Exercise instructions: Recast the data from its first line through the line containing "Paths use the evenodd fill rule." as a Markdown table with the columns Row and Line, numbering each row and leaving out blank lines.
— Start of Input for this task —
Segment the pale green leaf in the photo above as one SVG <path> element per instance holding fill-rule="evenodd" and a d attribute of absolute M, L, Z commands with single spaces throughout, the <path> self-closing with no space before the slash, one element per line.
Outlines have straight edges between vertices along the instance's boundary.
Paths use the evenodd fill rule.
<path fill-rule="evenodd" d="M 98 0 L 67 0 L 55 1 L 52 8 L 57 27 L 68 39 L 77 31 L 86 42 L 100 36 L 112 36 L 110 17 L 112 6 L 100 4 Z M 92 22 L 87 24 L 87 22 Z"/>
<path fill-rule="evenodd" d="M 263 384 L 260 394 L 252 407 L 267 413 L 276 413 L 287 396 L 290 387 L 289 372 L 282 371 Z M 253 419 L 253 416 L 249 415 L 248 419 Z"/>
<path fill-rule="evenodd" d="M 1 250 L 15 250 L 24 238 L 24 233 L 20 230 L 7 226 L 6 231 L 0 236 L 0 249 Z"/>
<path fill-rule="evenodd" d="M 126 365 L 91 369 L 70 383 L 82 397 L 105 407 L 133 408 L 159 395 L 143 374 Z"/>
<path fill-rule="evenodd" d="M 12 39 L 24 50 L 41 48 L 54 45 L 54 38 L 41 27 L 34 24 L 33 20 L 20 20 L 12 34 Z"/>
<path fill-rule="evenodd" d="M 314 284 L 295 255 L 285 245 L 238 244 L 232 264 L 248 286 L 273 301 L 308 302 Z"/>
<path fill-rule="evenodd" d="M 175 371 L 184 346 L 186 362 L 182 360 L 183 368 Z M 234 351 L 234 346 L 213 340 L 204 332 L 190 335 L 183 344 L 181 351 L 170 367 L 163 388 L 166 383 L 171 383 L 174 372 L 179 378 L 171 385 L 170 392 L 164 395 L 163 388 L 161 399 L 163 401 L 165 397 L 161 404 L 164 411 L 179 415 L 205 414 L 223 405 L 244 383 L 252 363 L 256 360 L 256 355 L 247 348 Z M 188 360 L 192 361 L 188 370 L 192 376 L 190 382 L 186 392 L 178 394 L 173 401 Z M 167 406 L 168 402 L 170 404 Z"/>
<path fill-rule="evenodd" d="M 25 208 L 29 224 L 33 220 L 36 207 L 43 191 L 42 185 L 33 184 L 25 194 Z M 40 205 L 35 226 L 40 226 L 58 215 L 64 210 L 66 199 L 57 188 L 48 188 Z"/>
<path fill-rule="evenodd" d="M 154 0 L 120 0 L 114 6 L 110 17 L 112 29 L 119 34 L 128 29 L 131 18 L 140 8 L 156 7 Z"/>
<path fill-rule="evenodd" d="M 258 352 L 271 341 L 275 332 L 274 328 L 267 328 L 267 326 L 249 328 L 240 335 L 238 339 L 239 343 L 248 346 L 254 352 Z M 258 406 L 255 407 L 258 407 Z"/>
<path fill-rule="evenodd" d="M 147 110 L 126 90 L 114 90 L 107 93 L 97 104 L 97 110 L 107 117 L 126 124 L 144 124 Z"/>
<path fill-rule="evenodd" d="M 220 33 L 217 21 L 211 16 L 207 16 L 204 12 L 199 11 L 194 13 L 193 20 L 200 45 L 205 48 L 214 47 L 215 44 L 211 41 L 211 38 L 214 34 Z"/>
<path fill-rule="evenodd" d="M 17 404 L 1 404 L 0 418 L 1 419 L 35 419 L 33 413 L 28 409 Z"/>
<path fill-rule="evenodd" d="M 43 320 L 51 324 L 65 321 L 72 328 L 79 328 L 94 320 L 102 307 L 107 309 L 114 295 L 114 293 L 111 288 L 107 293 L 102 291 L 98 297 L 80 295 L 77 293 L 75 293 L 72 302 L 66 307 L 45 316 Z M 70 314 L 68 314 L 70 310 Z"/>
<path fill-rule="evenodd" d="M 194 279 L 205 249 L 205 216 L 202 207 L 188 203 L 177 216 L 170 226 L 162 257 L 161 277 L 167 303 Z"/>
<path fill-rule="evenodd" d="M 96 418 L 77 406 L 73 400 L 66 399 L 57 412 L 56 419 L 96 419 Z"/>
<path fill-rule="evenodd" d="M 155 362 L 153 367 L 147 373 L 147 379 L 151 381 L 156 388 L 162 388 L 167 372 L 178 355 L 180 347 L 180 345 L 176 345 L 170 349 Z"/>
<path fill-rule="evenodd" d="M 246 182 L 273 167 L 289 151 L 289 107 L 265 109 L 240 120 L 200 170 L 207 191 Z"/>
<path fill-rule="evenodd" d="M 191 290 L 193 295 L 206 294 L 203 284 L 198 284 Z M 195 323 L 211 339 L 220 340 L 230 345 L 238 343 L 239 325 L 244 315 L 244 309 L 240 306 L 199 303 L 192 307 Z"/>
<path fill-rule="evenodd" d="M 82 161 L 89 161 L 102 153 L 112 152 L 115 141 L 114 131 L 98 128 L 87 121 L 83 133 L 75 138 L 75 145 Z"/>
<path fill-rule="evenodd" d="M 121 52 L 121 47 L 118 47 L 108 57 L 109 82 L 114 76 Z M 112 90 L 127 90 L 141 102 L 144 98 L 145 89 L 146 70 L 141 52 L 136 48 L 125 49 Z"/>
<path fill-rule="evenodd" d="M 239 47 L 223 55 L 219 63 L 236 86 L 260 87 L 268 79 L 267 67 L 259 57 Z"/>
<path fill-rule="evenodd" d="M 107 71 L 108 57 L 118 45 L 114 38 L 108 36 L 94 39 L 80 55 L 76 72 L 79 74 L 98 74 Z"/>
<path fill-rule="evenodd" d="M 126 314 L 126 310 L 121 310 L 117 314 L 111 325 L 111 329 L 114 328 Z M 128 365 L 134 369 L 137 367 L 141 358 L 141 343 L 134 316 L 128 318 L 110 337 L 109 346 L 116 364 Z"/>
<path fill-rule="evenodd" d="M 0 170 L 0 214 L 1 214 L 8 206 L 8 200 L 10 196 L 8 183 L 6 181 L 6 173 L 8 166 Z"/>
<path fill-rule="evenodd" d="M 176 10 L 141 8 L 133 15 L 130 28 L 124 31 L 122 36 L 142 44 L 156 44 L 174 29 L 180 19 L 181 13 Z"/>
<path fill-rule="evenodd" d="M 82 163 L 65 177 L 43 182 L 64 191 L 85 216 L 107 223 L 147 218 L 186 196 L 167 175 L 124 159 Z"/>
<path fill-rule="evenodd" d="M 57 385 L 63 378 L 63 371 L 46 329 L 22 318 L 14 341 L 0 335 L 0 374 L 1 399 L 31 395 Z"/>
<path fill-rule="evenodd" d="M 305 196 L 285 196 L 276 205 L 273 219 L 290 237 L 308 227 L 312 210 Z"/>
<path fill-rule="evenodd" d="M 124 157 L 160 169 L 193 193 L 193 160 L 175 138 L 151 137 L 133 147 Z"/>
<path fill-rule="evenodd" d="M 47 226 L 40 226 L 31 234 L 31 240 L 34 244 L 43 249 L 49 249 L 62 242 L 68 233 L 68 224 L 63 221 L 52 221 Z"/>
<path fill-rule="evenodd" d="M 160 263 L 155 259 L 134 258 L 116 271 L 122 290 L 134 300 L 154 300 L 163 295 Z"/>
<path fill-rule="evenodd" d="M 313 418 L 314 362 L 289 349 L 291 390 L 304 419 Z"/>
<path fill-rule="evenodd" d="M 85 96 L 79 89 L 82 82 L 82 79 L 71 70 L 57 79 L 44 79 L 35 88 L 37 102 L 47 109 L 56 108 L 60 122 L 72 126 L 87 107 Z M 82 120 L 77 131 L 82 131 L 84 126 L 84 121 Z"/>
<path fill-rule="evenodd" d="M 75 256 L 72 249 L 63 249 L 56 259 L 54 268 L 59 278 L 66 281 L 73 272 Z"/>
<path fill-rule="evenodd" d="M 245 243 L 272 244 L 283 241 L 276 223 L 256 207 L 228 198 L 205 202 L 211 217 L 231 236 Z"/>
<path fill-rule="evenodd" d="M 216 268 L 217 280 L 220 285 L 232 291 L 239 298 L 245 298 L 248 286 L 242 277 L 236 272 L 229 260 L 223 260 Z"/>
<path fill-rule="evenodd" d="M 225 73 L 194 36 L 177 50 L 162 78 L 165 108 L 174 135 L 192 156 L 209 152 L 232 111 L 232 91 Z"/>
— End of Input for this task —
Correct response:
| Row | Line |
|---|---|
| 1 | Segment the pale green leaf in the photo above as one SVG <path> element per instance holding fill-rule="evenodd" and a d attribute of absolute M, L, Z commands with single spaces throughout, the <path> self-closing with no space before the slash, one element per line. |
| 2 | Outlines have straight edges between vertices along the instance's boundary. |
| 3 | Paths use the evenodd fill rule. |